- DOCUMENT TEXT
····················
Boston Globe via YellowBrix

April 21, 2010

BOSTON – Federal authorities say Massachusetts should enact laws that require firefighters to wear seat belts and be tested on air brake operation before they are allowed to drive firetrucks, according to a new federal report on the investigation of the fatal firetruck crash in Boston last year.

The investigation concluded that a fire lieutenant who was killed and two firefighters who were injured were not wearing seat belts when the ladder truck they were riding in lost brake pressure, careered down a steep hill, and crashed into an apartment building, according to the report by the Firefighter Fatality Investigation and Prevention Program of the National Institute for Occupational Safety and Health. The driver was also not adequately trained on how air brakes work.

Massachusetts law currently exempts “operators and passengers of fire vehicles from having to wear a seat belt,’’ the report said, and the Boston Fire Department has no regulations for buckling up.

“Due to the severity of the fatal incident, a seat belt may not have saved the victim, but it is recommended as a good safety practice,’’ the report says.

Law requires drivers to pass extensive testing on air brakes and other mechanical functions on large trucks to obtain commercial driver’s licenses, but firefighters are exempt because firetrucks are not considered commercial vehicles.

The institute’s investigators said that the law should be modified to ensure that firetruck drivers have proper “knowledge and skill of air brake systems.’’

The federal investigation cited four key factors that led to the crash in Boston and ultimately the fatality: brake failure, poor maintenance, inadequate training, and failure to wear seat belts. Lieutenant Kevin M. Kelley was killed, and three other firefighters riding in the truck were injured in the crash on Jan. 9, 2009.
····················
- TASK OBJECTIVE
According to the article on the Boston firetruck crash, which four key factors did the federal investigation cite as leading to the crash?

- ROWS
····················
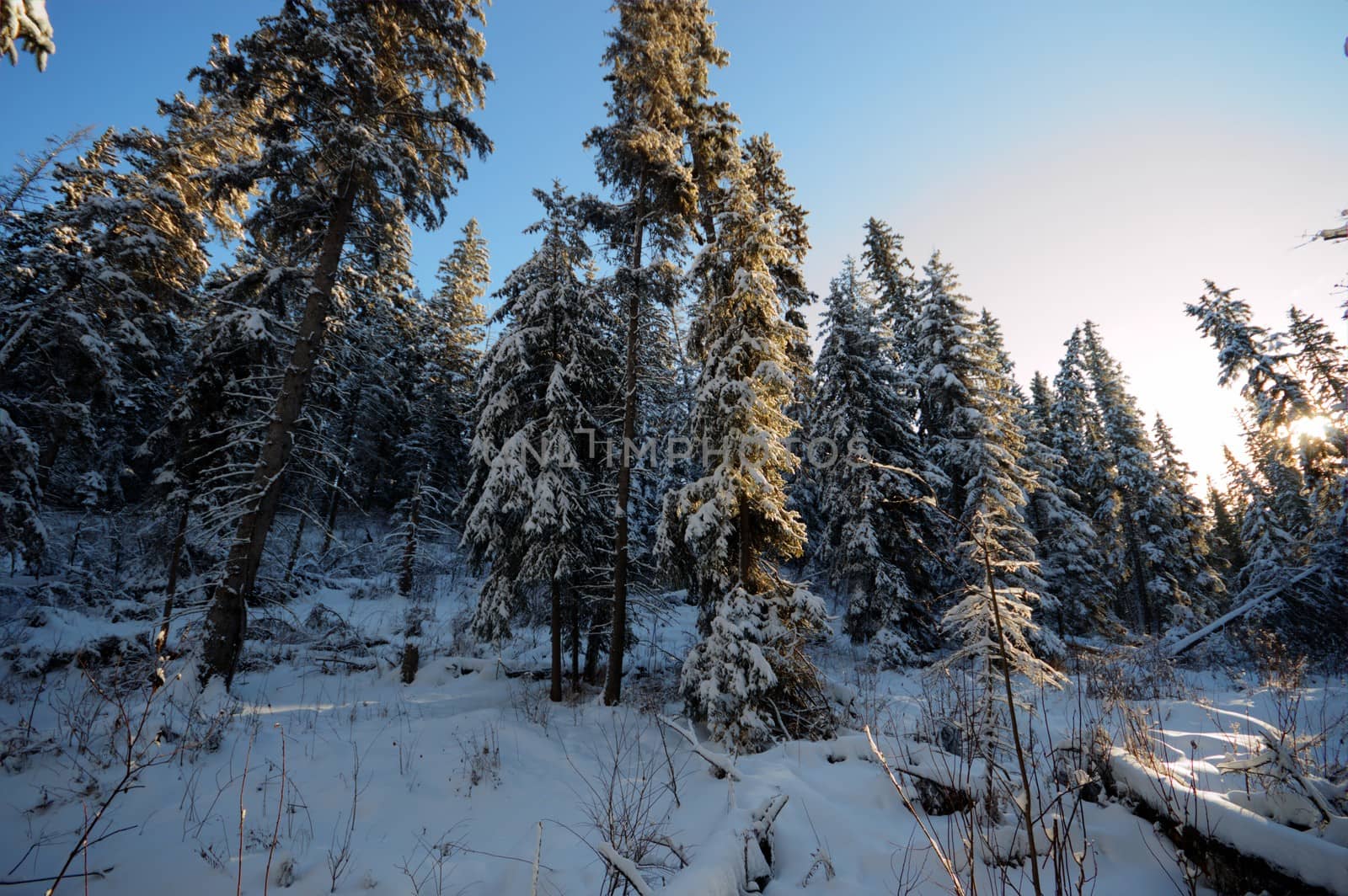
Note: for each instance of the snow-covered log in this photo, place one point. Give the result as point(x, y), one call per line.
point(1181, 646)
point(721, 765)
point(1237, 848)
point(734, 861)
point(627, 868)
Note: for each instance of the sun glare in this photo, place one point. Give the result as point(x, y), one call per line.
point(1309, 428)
····················
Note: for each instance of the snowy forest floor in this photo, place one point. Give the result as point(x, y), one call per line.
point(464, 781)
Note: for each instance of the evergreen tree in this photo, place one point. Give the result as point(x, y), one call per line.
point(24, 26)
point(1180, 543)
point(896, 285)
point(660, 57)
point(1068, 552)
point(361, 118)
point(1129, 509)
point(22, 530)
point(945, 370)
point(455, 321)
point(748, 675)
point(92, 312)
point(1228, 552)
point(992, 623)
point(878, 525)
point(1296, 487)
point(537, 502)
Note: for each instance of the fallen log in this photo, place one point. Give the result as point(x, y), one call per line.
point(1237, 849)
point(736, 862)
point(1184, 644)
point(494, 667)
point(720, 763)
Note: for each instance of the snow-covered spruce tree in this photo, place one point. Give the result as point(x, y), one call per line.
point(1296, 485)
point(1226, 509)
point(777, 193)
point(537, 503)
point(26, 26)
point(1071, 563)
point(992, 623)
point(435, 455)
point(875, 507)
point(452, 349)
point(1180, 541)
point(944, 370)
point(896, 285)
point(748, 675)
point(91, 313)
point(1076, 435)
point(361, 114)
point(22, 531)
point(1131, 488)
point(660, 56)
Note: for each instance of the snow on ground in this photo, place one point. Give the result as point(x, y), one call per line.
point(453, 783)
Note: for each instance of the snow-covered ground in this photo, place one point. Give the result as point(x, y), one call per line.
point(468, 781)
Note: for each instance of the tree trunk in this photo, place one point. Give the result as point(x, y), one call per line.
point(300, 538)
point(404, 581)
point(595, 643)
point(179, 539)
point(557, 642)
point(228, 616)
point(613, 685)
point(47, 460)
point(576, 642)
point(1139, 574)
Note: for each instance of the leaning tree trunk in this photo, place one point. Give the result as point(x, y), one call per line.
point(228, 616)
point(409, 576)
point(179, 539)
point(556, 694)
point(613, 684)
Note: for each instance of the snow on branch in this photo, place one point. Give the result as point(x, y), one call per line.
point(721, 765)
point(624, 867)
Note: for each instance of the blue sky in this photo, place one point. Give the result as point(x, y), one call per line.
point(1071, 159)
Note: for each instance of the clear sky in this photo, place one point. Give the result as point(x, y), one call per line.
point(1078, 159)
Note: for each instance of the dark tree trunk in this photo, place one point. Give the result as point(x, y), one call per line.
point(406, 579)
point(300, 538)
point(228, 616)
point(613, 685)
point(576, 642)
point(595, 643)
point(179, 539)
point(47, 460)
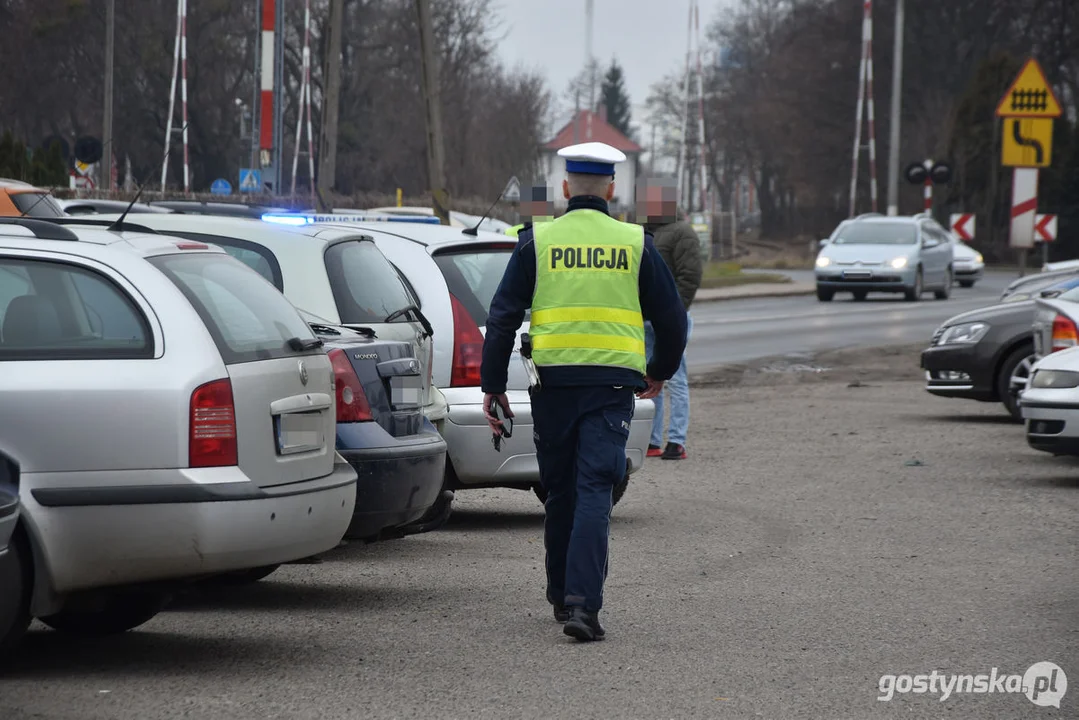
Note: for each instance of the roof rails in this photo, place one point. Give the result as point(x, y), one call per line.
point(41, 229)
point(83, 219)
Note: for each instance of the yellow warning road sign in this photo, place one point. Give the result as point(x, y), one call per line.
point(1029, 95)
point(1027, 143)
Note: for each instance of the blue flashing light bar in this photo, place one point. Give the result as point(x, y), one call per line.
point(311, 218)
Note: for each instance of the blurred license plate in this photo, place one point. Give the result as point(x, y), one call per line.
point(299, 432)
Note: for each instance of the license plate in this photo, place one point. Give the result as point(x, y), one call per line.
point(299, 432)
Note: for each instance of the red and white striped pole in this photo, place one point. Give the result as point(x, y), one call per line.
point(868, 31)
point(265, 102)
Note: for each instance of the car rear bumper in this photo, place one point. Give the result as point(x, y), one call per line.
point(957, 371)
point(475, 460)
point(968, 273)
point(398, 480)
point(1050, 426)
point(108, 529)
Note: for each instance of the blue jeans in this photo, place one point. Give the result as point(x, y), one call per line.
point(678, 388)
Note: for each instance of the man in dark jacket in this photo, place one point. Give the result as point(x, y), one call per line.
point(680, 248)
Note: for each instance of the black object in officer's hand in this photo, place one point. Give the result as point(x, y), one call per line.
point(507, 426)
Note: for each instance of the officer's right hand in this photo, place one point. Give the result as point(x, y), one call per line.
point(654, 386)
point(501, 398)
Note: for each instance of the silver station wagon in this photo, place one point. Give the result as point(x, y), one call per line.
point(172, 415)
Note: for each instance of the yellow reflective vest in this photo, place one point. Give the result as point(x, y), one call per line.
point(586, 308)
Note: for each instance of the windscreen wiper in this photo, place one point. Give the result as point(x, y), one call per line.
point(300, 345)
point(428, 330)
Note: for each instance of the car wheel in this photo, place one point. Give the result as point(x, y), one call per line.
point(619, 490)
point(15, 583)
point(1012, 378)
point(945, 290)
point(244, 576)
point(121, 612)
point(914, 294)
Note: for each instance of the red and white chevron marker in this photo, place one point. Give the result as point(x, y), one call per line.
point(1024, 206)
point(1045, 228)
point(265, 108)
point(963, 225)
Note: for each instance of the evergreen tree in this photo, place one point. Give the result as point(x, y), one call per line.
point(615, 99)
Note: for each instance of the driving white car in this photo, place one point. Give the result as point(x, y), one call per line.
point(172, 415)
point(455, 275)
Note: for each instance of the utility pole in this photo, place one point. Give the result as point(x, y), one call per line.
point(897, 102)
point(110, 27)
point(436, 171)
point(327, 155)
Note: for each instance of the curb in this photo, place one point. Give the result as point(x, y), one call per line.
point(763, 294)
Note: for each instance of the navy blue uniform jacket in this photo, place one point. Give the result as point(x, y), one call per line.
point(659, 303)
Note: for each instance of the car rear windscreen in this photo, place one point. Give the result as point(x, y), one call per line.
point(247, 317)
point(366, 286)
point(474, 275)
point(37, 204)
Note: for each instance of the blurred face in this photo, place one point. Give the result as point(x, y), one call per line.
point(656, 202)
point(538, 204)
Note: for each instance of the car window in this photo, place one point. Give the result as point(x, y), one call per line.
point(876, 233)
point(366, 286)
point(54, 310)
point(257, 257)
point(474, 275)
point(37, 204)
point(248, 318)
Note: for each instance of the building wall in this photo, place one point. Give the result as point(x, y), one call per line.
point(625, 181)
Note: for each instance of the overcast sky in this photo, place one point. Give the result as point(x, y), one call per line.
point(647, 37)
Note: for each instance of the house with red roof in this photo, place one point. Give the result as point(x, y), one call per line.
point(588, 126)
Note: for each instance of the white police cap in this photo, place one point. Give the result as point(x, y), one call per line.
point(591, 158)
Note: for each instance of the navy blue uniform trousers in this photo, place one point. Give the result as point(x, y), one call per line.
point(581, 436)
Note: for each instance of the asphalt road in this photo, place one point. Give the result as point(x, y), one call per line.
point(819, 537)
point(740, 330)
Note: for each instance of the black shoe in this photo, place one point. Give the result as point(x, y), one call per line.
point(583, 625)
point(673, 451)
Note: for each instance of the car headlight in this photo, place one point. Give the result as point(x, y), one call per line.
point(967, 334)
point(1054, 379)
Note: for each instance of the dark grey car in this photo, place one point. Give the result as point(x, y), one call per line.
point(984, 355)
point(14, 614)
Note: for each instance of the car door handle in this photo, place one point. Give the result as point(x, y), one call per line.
····················
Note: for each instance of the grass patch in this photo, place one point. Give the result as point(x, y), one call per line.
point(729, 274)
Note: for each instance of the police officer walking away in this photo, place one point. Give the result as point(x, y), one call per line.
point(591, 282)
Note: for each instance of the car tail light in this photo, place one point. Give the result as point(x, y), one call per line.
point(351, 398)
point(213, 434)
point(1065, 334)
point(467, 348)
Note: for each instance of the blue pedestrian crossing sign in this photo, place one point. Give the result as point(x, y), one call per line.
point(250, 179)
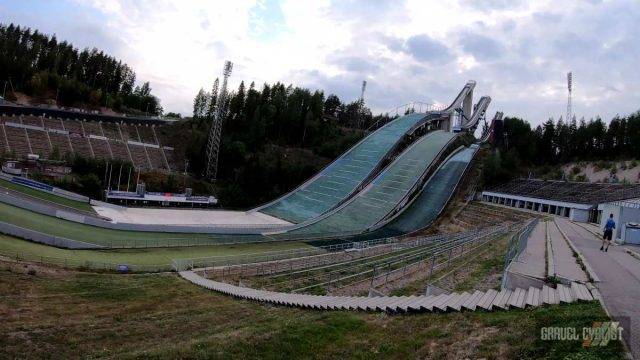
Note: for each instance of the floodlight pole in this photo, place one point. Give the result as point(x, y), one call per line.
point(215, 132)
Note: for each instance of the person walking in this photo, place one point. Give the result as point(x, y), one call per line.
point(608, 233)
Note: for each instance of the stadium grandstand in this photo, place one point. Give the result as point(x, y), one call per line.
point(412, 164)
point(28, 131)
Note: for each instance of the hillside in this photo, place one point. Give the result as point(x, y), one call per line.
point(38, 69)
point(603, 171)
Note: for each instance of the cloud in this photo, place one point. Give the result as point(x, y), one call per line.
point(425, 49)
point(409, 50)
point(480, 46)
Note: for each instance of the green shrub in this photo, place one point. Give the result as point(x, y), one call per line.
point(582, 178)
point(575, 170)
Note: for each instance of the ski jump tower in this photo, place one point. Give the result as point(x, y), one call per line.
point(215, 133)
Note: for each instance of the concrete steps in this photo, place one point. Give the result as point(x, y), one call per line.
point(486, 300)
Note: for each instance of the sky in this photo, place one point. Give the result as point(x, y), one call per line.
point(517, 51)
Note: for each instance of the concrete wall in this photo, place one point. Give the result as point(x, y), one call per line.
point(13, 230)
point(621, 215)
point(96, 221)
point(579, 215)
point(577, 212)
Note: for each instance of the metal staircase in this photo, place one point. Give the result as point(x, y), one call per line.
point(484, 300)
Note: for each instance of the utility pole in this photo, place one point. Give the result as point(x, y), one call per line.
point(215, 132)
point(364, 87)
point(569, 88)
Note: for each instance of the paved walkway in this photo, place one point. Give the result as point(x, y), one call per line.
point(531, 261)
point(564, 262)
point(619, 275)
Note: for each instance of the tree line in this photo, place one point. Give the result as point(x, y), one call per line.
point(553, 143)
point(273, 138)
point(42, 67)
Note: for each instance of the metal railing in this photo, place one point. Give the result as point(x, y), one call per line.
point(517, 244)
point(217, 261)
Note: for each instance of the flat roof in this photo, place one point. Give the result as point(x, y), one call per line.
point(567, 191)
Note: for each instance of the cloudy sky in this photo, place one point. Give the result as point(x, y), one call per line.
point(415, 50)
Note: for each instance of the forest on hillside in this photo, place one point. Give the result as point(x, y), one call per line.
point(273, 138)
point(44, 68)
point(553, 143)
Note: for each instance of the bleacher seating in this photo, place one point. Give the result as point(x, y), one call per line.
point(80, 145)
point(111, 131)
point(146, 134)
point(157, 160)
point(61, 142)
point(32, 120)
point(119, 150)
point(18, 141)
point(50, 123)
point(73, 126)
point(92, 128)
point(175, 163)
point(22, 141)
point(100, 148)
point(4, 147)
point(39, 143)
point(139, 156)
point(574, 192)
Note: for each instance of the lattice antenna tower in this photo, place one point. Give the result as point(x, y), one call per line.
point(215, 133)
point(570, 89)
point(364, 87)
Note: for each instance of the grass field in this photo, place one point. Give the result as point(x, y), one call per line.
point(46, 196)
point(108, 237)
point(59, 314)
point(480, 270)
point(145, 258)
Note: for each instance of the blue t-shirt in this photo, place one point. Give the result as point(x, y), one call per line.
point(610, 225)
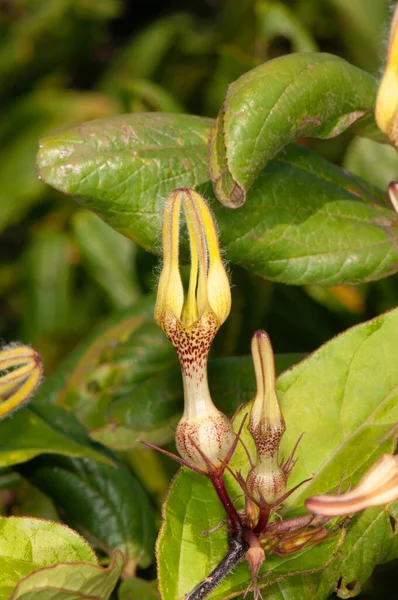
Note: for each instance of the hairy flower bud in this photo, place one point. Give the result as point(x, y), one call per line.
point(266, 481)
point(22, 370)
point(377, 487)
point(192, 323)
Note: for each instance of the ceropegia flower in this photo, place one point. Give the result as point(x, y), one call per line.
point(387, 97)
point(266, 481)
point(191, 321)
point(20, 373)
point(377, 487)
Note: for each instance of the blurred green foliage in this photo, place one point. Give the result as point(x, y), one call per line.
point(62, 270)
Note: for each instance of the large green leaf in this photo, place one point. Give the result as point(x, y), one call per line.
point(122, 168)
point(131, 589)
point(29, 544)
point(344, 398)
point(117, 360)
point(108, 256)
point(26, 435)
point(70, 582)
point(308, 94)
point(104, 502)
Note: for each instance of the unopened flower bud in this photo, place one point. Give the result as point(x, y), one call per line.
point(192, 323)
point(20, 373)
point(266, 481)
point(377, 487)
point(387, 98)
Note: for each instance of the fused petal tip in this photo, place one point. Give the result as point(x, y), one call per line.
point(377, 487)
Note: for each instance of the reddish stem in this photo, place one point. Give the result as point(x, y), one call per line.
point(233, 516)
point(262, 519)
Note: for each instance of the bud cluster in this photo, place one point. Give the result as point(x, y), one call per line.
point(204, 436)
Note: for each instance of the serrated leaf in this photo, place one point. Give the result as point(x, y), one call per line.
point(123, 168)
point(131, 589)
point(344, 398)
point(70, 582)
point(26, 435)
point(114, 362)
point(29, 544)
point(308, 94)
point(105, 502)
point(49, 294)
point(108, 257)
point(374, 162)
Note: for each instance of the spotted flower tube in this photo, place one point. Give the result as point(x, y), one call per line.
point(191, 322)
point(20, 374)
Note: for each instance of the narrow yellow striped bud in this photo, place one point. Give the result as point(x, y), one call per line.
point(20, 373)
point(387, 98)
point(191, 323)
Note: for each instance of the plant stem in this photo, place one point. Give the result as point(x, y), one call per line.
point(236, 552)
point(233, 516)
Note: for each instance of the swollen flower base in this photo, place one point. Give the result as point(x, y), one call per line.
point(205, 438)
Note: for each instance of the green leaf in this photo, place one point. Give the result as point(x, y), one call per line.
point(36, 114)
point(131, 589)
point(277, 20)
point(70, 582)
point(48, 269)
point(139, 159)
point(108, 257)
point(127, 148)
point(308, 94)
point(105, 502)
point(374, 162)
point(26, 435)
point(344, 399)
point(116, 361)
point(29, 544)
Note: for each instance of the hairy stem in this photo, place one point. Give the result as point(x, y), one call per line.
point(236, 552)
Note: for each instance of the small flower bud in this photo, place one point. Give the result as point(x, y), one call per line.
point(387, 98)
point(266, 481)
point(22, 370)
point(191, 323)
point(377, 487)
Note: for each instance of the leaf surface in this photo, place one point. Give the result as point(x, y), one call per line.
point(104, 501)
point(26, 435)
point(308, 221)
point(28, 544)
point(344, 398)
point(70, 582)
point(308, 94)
····················
- FINAL ANSWER
Brake failure, poor maintenance, inadequate training, and failure to wear seat belts.